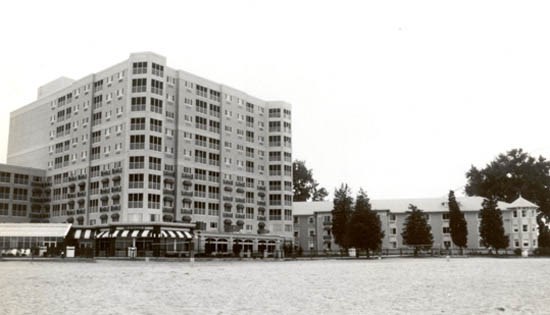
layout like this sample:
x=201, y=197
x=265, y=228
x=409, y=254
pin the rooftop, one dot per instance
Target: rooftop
x=402, y=205
x=34, y=229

-*-*-

Work to be completed
Could you reproduce, exactly as written, the lines running from the one with "x=409, y=254" to the end of the entries above?

Solution for this problem
x=409, y=254
pin the rooftop, one dot per instance
Target: rooftop
x=402, y=205
x=34, y=229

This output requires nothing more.